*Exercise prompt:* Pull out every line of the items below that contains the word "white". Case counts.

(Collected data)
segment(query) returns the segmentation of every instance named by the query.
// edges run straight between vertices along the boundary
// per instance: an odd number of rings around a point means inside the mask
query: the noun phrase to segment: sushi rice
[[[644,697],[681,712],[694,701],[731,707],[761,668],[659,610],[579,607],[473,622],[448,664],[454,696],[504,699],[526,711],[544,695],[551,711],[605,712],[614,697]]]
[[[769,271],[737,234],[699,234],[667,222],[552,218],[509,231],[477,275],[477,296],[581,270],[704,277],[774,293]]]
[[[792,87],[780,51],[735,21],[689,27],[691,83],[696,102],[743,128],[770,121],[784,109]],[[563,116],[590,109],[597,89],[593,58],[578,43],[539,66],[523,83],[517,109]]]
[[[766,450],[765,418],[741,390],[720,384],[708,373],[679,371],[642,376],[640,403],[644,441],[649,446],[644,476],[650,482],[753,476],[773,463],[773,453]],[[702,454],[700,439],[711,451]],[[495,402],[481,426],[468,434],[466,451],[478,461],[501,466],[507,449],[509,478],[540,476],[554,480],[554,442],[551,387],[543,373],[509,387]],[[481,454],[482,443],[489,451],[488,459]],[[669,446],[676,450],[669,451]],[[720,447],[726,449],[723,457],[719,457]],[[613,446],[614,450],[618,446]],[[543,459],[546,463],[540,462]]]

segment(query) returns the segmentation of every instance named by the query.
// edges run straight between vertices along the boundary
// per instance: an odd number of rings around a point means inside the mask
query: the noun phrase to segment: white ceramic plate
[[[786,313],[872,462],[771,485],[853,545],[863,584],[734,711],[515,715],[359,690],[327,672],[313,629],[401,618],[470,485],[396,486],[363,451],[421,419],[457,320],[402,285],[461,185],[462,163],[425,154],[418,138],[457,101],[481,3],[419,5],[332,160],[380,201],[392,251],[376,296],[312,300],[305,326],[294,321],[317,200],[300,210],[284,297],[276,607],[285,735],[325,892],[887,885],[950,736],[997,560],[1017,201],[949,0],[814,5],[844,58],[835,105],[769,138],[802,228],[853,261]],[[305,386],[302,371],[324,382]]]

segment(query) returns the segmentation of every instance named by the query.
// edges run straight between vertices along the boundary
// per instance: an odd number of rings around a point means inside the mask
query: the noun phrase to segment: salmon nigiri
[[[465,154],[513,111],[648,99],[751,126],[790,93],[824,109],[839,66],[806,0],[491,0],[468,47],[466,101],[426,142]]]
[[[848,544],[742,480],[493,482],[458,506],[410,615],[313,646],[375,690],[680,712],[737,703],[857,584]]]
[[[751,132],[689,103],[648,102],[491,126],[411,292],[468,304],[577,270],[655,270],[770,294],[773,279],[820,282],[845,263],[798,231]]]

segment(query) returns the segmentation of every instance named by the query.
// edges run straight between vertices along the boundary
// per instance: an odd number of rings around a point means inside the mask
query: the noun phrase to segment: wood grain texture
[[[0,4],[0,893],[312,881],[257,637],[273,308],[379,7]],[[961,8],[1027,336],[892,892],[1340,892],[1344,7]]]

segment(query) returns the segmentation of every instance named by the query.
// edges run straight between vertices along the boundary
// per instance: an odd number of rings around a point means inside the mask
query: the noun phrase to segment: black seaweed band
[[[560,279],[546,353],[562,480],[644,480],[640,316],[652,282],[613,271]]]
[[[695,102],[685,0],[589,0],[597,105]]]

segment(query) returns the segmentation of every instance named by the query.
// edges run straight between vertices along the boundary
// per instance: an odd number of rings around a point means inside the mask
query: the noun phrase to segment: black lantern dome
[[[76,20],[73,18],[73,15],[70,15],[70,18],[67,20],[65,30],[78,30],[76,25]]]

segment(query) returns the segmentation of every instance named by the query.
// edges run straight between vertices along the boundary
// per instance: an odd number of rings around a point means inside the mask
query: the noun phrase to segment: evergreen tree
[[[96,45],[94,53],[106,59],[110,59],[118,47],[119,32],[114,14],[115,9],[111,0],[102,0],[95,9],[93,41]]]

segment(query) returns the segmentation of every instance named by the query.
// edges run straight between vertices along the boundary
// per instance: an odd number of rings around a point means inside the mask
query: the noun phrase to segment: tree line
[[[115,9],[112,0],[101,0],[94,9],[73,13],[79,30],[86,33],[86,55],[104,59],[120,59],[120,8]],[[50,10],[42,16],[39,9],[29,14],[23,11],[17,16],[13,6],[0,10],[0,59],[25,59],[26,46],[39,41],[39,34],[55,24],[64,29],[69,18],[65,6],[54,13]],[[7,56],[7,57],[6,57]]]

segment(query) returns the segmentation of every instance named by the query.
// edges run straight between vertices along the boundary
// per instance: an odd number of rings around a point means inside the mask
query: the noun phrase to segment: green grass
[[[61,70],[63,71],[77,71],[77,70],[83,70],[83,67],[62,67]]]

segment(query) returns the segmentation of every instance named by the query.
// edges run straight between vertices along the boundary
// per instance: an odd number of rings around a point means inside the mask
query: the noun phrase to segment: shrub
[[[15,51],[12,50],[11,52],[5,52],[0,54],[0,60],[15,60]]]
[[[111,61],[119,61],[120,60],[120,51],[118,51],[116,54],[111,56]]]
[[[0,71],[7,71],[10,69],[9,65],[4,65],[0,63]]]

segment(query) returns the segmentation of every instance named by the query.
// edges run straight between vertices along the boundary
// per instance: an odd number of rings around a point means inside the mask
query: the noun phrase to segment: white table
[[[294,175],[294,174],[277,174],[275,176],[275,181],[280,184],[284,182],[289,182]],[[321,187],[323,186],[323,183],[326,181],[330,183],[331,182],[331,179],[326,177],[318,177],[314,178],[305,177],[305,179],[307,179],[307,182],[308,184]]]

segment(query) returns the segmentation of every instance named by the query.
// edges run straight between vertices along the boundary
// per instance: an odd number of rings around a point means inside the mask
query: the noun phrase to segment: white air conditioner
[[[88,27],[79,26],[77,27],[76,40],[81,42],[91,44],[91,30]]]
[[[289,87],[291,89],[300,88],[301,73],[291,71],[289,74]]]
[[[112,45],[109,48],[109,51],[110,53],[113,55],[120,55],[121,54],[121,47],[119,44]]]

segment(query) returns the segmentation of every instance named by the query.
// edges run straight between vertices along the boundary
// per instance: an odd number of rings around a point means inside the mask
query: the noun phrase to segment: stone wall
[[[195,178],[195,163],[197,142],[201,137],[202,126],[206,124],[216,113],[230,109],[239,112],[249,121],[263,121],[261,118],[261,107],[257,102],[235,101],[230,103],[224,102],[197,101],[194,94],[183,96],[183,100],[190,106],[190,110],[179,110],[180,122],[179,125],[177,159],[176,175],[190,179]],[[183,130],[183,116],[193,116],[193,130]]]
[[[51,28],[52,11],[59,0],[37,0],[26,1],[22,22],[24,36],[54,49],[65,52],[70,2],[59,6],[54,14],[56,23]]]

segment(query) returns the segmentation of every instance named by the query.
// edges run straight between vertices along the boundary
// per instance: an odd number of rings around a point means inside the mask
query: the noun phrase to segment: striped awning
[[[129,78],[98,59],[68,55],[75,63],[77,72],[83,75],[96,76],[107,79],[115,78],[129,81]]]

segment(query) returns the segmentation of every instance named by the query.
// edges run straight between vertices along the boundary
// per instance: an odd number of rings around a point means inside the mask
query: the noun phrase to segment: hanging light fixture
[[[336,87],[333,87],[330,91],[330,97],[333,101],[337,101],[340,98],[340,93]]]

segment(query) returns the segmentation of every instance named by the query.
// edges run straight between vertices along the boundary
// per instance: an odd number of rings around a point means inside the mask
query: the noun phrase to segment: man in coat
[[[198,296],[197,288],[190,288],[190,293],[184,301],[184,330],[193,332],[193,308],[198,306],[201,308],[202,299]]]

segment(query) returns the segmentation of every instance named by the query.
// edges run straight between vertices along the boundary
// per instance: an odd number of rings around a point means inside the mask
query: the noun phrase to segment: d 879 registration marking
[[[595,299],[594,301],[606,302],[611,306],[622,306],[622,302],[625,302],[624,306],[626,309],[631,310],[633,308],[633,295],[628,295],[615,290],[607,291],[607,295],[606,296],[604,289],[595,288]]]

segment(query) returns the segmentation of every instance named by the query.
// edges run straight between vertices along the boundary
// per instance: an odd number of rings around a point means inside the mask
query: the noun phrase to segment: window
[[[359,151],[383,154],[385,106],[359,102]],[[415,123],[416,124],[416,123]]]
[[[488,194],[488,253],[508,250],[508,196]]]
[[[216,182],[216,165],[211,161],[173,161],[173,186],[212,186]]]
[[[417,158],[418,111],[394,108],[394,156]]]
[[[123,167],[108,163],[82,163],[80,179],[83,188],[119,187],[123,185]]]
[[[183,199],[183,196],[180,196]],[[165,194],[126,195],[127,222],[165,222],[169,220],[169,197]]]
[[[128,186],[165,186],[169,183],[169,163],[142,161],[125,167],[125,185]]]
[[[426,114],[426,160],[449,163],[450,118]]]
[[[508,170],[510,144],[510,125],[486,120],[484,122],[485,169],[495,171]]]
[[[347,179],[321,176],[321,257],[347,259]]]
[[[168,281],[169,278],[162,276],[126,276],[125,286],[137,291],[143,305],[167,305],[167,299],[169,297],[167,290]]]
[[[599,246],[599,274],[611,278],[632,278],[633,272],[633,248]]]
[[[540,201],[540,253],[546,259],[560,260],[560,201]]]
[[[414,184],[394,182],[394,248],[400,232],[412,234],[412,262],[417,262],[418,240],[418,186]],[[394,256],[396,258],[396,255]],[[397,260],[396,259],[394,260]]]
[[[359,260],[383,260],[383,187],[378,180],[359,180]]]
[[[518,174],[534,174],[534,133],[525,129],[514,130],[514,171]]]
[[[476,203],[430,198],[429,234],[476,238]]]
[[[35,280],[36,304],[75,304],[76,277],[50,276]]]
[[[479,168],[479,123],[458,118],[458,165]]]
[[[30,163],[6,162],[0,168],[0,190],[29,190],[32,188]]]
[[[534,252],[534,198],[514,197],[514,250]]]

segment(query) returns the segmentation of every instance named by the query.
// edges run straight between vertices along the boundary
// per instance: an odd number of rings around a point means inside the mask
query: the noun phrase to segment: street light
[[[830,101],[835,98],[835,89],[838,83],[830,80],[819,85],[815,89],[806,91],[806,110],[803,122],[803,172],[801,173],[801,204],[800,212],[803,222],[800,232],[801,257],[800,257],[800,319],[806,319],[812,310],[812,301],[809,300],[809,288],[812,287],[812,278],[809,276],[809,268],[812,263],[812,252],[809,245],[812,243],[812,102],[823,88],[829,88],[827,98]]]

*Final result:*
query: the noun phrase to segment: white ceramic plate
query: the noun phrase to segment: white table
query: the noun phrase to segment: white air conditioner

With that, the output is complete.